WRITTEN INSTRUCTION » Every line from the line containing "Where can the man's hand" through the final line below is to be repeated exactly; no other line is.

RECORDS FOR THIS TASK »
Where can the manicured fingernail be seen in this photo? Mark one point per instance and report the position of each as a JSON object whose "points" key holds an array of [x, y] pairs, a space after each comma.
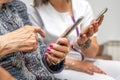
{"points": [[46, 54], [48, 49], [51, 45]]}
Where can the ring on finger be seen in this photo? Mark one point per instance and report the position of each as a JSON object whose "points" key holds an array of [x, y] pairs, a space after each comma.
{"points": [[90, 68]]}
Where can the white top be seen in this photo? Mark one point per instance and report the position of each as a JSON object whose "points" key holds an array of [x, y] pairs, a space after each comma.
{"points": [[55, 23]]}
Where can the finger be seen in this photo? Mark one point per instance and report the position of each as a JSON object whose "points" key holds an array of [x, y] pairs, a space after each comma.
{"points": [[91, 31], [40, 31], [101, 19], [99, 71], [90, 72], [53, 59], [82, 39], [60, 48], [65, 31]]}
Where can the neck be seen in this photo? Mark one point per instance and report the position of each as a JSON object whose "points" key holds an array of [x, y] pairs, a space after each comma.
{"points": [[61, 5]]}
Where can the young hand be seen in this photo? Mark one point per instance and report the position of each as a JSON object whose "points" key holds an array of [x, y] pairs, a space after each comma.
{"points": [[57, 52]]}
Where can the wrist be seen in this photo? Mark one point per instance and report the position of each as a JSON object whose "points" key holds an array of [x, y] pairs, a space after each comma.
{"points": [[69, 63], [4, 48]]}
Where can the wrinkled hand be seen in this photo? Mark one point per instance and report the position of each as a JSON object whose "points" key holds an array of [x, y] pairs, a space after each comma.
{"points": [[89, 31], [56, 52], [4, 75], [87, 67], [23, 39]]}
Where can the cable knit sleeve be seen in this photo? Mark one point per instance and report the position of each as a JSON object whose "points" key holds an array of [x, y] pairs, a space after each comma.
{"points": [[22, 11]]}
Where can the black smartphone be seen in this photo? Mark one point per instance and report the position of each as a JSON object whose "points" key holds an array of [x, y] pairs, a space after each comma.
{"points": [[85, 30], [73, 27]]}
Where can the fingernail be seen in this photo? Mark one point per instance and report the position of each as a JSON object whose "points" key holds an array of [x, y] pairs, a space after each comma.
{"points": [[48, 49], [46, 54], [51, 45]]}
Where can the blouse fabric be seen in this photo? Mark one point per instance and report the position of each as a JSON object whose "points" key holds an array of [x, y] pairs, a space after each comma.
{"points": [[24, 66]]}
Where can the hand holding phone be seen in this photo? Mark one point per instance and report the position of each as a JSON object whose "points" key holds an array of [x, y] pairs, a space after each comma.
{"points": [[85, 30]]}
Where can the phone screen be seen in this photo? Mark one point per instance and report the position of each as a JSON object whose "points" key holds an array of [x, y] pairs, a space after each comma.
{"points": [[85, 30], [73, 27]]}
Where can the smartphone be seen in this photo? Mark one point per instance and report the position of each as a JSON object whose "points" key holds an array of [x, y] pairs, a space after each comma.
{"points": [[66, 33], [73, 27], [85, 30]]}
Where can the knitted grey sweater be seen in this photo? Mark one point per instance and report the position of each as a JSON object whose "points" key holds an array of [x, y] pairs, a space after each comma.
{"points": [[24, 66]]}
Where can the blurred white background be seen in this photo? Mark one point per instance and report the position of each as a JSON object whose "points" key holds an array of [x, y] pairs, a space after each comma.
{"points": [[109, 31]]}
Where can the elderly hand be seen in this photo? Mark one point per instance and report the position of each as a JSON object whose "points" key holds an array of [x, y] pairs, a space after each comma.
{"points": [[89, 31], [56, 52], [83, 66], [4, 75], [23, 39]]}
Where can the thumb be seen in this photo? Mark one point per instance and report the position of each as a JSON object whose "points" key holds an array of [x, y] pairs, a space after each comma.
{"points": [[40, 31]]}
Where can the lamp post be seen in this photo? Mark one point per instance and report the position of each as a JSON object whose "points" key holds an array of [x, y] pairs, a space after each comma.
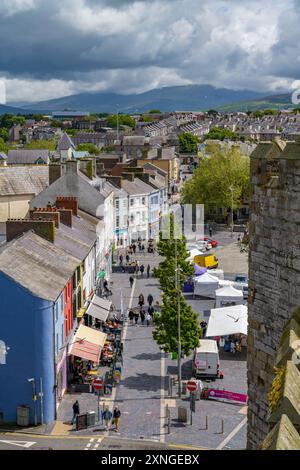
{"points": [[34, 398], [231, 190]]}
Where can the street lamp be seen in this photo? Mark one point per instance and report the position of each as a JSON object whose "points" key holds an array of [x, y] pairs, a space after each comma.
{"points": [[34, 398], [231, 189]]}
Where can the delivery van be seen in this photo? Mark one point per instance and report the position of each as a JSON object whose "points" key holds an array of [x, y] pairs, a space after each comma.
{"points": [[207, 261], [206, 363]]}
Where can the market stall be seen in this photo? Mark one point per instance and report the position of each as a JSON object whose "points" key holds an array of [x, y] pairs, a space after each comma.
{"points": [[206, 285], [227, 296], [227, 321]]}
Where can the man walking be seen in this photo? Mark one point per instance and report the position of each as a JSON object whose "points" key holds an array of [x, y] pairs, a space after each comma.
{"points": [[76, 411], [116, 417], [150, 299]]}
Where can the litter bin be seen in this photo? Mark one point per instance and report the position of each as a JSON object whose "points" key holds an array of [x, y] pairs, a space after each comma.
{"points": [[91, 418]]}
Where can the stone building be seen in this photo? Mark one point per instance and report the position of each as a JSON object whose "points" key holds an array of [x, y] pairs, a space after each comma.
{"points": [[274, 280]]}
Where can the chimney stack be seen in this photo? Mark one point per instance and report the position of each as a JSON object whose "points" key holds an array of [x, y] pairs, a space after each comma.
{"points": [[45, 213], [43, 228], [64, 202]]}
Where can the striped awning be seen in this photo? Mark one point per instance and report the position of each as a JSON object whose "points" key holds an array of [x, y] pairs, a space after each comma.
{"points": [[87, 343], [99, 308]]}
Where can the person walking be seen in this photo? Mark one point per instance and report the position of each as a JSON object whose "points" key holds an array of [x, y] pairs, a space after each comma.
{"points": [[150, 299], [116, 418], [151, 311], [76, 411], [141, 300], [107, 415], [131, 316]]}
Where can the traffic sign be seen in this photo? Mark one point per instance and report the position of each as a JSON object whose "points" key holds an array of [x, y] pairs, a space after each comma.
{"points": [[98, 384], [191, 386]]}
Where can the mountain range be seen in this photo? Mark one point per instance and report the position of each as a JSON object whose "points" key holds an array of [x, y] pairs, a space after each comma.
{"points": [[176, 98]]}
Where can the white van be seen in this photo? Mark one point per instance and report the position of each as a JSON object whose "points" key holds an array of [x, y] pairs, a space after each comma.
{"points": [[206, 362]]}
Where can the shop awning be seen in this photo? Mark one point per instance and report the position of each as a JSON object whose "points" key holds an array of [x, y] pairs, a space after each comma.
{"points": [[87, 343], [99, 308]]}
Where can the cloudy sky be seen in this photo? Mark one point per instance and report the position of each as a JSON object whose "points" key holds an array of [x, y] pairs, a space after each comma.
{"points": [[54, 48]]}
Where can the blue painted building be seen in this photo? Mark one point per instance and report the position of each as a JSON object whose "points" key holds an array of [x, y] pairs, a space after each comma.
{"points": [[33, 274]]}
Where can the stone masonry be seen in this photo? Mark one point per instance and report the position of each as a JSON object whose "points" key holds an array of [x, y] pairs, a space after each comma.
{"points": [[274, 270]]}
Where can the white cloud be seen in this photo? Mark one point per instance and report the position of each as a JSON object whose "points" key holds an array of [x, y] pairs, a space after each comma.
{"points": [[12, 7]]}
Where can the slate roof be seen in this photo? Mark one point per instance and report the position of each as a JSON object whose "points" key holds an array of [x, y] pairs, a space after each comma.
{"points": [[39, 266], [23, 179], [71, 184], [27, 157], [65, 143], [136, 187]]}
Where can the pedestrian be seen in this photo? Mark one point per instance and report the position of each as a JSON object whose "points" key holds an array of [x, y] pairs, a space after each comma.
{"points": [[150, 299], [107, 415], [131, 316], [142, 313], [116, 417], [141, 300], [151, 311], [76, 411]]}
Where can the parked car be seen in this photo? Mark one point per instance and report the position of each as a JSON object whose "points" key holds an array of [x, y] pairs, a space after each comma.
{"points": [[212, 242]]}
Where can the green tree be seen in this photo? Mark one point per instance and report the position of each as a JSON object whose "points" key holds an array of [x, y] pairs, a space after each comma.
{"points": [[166, 323], [215, 175], [188, 143], [216, 133], [3, 146], [4, 134], [91, 148]]}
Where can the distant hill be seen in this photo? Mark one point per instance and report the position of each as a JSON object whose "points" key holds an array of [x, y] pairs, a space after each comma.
{"points": [[281, 101], [178, 98], [12, 110]]}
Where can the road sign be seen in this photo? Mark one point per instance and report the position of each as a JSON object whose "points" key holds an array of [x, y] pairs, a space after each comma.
{"points": [[191, 386], [98, 384]]}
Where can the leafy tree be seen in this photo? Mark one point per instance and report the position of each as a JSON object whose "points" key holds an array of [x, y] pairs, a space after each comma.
{"points": [[124, 120], [166, 323], [188, 143], [4, 134], [216, 133], [91, 148], [215, 175], [3, 146]]}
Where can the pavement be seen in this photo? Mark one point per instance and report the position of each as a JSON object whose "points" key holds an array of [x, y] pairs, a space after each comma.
{"points": [[142, 394]]}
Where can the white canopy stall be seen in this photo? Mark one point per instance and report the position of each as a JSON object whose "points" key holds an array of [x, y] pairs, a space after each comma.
{"points": [[206, 286], [227, 296], [228, 321]]}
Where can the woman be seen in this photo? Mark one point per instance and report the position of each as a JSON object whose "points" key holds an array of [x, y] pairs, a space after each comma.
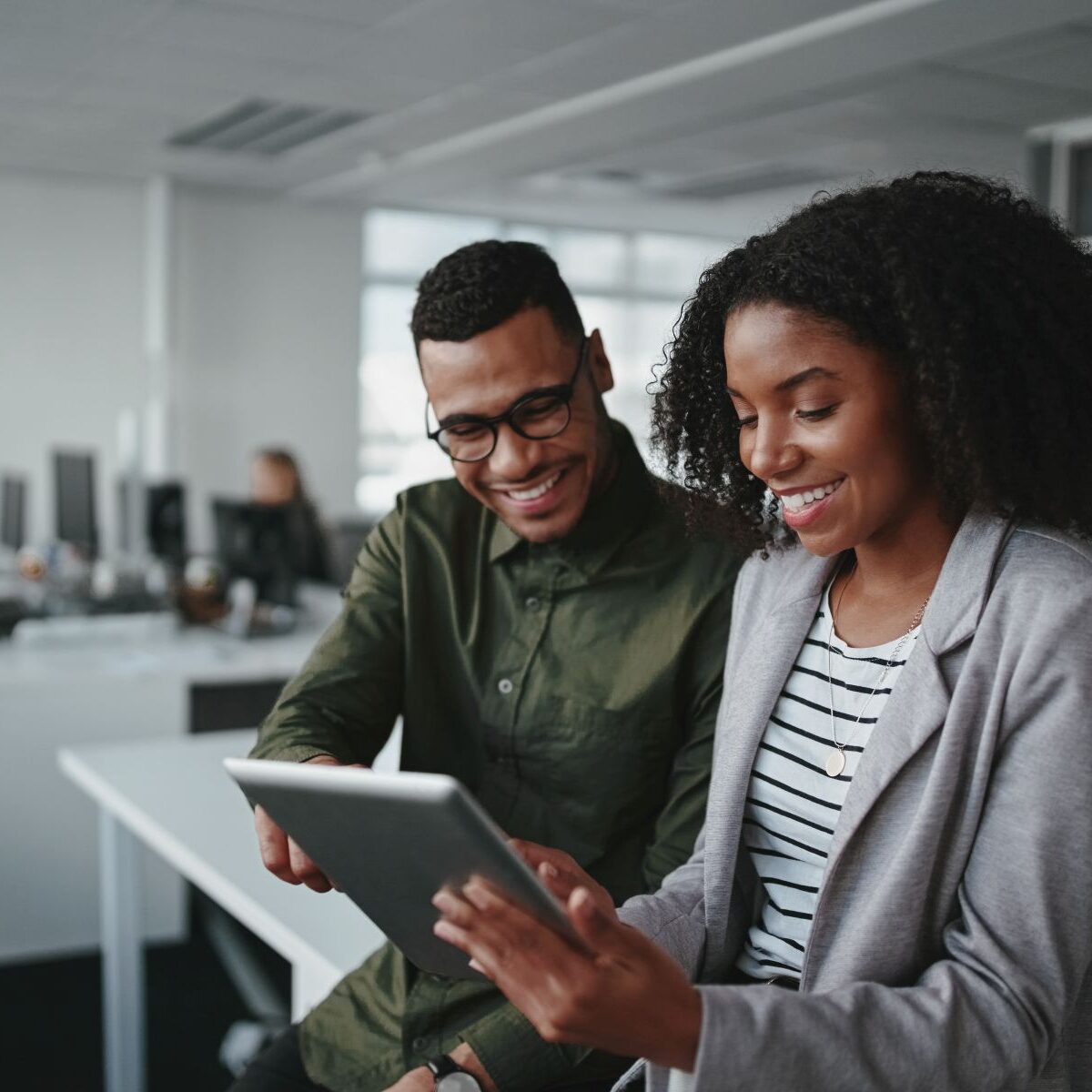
{"points": [[889, 394], [276, 480]]}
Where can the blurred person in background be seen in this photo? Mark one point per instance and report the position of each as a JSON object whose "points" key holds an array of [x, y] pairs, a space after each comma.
{"points": [[550, 637], [276, 480]]}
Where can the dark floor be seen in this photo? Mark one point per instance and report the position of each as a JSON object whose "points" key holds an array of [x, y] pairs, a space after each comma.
{"points": [[50, 1020]]}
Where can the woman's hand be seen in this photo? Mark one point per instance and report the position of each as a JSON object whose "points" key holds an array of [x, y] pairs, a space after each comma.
{"points": [[622, 993], [562, 875]]}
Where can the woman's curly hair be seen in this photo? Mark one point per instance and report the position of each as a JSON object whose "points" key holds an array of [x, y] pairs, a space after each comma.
{"points": [[980, 298]]}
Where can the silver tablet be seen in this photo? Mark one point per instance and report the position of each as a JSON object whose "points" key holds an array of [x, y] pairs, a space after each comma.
{"points": [[390, 841]]}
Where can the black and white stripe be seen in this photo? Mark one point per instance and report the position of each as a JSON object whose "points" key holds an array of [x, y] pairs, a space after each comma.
{"points": [[792, 806]]}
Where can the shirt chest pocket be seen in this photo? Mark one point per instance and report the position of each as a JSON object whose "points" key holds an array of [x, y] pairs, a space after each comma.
{"points": [[601, 770]]}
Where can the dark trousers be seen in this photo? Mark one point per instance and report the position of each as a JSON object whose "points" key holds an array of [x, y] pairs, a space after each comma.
{"points": [[279, 1068]]}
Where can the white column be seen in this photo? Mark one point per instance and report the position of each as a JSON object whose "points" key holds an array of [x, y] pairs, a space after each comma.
{"points": [[123, 956], [158, 432]]}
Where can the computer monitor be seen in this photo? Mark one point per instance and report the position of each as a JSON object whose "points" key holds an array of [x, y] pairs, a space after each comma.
{"points": [[75, 480], [255, 541], [163, 519], [12, 511]]}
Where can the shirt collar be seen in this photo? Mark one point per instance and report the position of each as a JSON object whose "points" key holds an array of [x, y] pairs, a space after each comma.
{"points": [[607, 521]]}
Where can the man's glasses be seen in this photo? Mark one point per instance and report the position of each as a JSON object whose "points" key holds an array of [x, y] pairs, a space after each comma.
{"points": [[539, 415]]}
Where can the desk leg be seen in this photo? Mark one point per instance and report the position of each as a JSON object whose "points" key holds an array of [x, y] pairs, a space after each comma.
{"points": [[123, 956]]}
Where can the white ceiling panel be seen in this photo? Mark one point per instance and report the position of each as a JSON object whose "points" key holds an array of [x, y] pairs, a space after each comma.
{"points": [[940, 92], [91, 19], [486, 96], [360, 12], [272, 37], [1060, 58], [531, 26]]}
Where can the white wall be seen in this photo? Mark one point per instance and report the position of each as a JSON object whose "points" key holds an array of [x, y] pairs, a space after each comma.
{"points": [[266, 344], [71, 267], [265, 329]]}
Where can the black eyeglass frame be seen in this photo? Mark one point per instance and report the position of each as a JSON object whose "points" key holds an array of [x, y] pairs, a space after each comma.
{"points": [[562, 392]]}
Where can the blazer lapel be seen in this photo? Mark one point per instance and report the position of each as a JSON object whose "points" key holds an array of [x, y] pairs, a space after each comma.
{"points": [[916, 709], [918, 703], [757, 678]]}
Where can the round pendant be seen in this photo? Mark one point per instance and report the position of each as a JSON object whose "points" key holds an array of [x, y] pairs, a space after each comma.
{"points": [[834, 763]]}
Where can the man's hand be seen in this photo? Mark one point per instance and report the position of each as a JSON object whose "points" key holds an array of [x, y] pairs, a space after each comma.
{"points": [[281, 855], [420, 1079]]}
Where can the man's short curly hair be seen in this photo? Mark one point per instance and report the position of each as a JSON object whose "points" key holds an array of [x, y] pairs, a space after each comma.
{"points": [[484, 284], [981, 299]]}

FINAL ANSWER »
Where can the man's hand be seen in this photo? Mark one point per instance and report the position of each as a JSON object whose "points" key holds an array of [x, y] pairs, a space after each comma.
{"points": [[281, 855], [420, 1079]]}
Where can the man's short curly hair be seen in this photo? Mark one point per instance and report the position of each as a JSON object whose "points" key holds an array of [x, y] pairs, a space after each comma.
{"points": [[484, 284], [981, 299]]}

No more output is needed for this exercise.